## TEXTE CITÉ
------------------------------------------------------------

La sociologue Dominique Méda plaide pour « un vaste programme décennal de rénovation des bâtiments publics et privés ». Chronique publiée le 27 février 2021 dans Le Monde. Lire aussi Un prélude à la reconversion écologique de nos sociétés.
Pendant que les commissions compétentes de l’Assemblée nationale s’apprêtent à discuter des mesures de la loi Climat et résilience – jugées unanimement insuffisantes –, les alertes des institutions les plus sérieuses se succèdent.
Le 11 janvier, l’Agence européenne pour l’environnement (AEE) publiait une note intitulée « Croissance sans croissance économique », qui rappelait les trois points suivants : la « grande accélération » actuelle de la perte de biodiversité, du changement climatique, de la pollution et de la perte de capital naturel est étroitement liée à la croissance économique ; le découplage entre les premiers et la seconde est probablement impossible ; la décroissance ou la postcroissance sont des alternatives à envisager sérieusement.
Le 2 février, l’économiste Partha Dasgupta présentait, devant la Royal Academy britannique, un rapport consacré à l’évolution de la biodiversité, dans lequel il constatait que l’humanité se trouve à un véritable tournant et appelait à « réencastrer l’économie dans la biosphère ». Quelques jours plus tard, le directeur de l’AEE, Hans Bruyninckx, employait exactement ces mêmes termes lors des journées consacrées par l’Institut syndical européen à la nécessité d’un nouveau contrat social-écologique, réunissant des dizaines de chercheurs, partenaires sociaux et responsables politiques. L’ensemble de ces travaux prenait d’une certaine façon acte des résultats scientifiques mettant en évidence que la croissance verte est un mythe et que nous devons reconstruire nos économies et apprendre à produire autrement (« Is Green Growth Possible ? », Jason Hickel & Giorgos Kallis, New Political Economy, 17 avril 2019).
Changement de cap
Renoncer à ce mythe devrait nous permettre de gagner un temps précieux et d’organiser dès maintenant le changement de cap et la bifurcation nécessaires. Car nous savons ce qu’il faut faire : nous devons investir immédiatement, massivement et sans relâche dans la reconversion écologique de notre économie – la vraie, la matérielle – de manière à continuer à satisfaire nos besoins sociaux dans des limites environnementales strictes.

------------------------------------------------------------

(Exemples d'annotation par points)
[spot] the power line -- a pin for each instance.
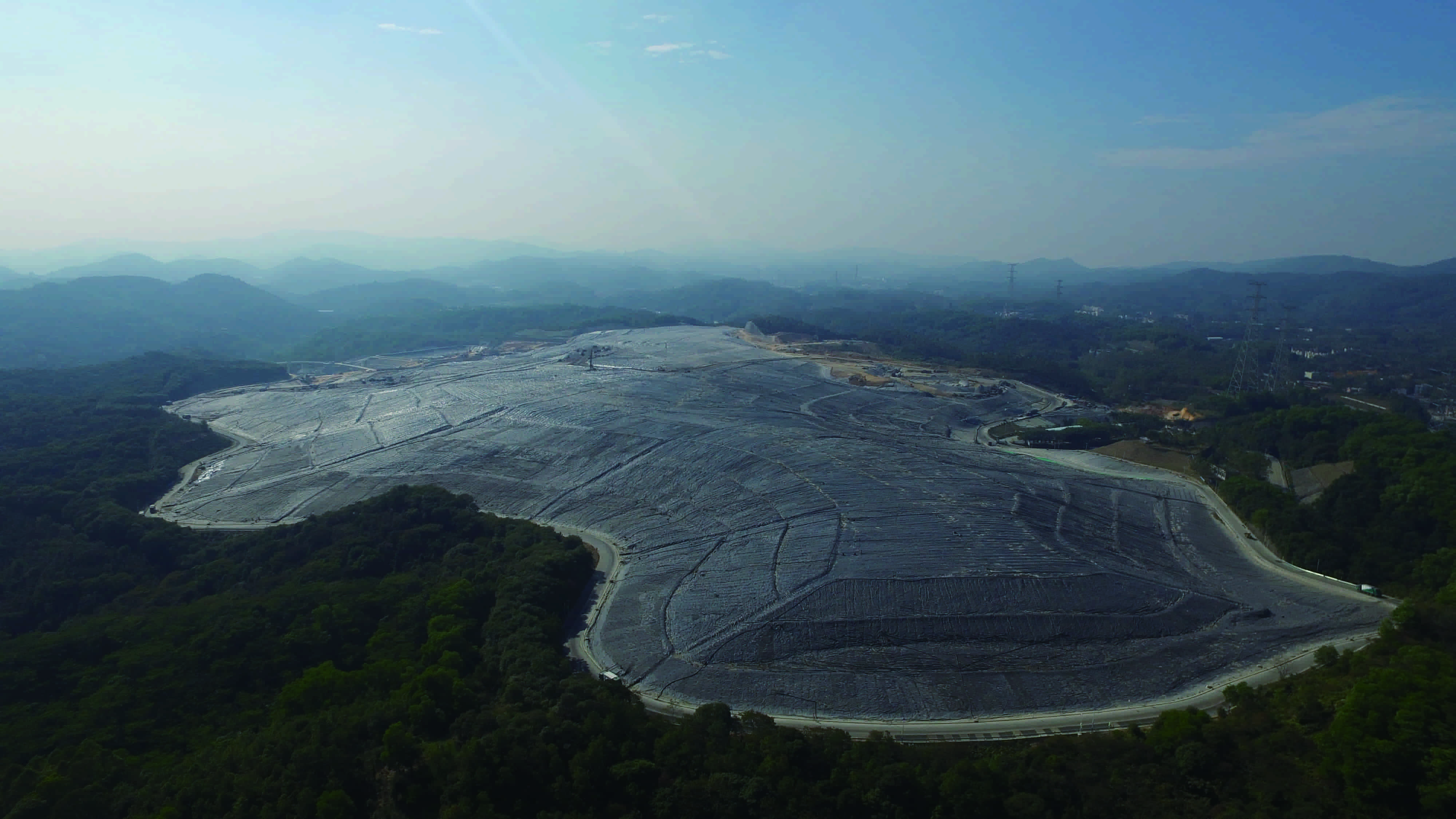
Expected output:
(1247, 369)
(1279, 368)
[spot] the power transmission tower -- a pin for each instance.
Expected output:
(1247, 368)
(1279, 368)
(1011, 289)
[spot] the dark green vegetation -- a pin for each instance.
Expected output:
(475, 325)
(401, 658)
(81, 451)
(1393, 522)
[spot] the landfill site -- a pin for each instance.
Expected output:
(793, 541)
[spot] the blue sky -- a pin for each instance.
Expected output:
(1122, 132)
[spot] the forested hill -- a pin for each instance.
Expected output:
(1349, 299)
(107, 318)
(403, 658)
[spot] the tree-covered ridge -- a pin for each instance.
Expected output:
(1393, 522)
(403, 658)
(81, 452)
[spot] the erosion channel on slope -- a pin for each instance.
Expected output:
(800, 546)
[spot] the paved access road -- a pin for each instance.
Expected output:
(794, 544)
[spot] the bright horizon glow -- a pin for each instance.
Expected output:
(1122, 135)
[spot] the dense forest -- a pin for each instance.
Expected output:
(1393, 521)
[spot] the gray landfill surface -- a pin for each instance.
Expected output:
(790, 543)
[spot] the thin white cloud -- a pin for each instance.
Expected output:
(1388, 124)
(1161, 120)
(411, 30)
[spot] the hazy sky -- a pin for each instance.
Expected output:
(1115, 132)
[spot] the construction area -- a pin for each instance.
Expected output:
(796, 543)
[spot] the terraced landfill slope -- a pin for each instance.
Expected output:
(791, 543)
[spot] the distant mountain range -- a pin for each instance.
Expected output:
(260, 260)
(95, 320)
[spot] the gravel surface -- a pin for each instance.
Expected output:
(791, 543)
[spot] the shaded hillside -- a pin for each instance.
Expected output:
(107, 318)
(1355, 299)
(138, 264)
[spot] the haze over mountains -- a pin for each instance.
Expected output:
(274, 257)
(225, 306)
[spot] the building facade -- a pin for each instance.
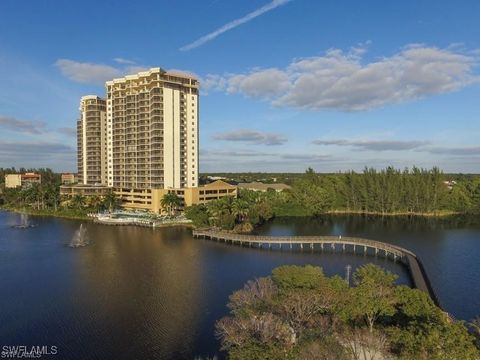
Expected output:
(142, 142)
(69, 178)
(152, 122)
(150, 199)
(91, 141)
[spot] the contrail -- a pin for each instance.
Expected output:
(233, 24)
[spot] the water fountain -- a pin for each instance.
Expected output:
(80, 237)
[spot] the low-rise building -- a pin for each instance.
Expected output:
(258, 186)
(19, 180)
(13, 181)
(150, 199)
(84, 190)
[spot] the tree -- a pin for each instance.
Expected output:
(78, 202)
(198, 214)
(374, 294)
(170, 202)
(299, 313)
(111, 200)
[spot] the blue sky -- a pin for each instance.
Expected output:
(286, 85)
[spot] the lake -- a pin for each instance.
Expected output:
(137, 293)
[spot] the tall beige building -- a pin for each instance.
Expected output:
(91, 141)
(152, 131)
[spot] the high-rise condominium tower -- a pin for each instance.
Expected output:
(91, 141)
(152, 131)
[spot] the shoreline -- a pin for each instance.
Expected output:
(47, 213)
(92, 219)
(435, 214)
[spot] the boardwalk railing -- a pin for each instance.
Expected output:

------------------------------------------------------------

## EXERCICE
Poursuivez, s'il vous plaît, la chronique sur la reconversion écologique à partir de sa dernière phrase. Ces enregistrements ne sont pas utiles ici.

## RÉPONSE ATTENDUE
Un tel investissement, qui accroîtra certes notre endettement mais permettra de transmettre aux générations futures un monde habitable, est non seulement une exigence, mais c’est aussi une bonne nouvelle. Car nous savons que les secteurs dans lesquels il nous faut investir sont créateurs d’emplois et même que plus nous investirons, plus nous aurons d’emplois demain. Il nous faut donc saisir pleinement l’occasion qui nous est aujourd’hui offerte de résoudre en partie la très grave crise de l’emploi dans laquelle nos pays sont – et vont être – plongés.
Les études qui ont été récemment consacrées à ces questions mettent en effet en évidence que de très nombreux emplois pourraient être créés grâce à la reconstruction et à la décarbonation de nos économies. L’étude de l’Ademe réalisée à l’occasion de la publication du rapport annuel 2020 du Haut Conseil pour le climat indique ainsi que 600 000 emplois pourraient être créés à l’horizon 2030, notamment dans le bâtiment, les transports et l’industrie. Selon celle du WWF, ce sont même près de 2 millions d’emplois qui pourraient être déployés dans les transports, le verdissement des processus industriels ou la rénovation thermique des bâtiments, selon un scénario dit de « relance verte ».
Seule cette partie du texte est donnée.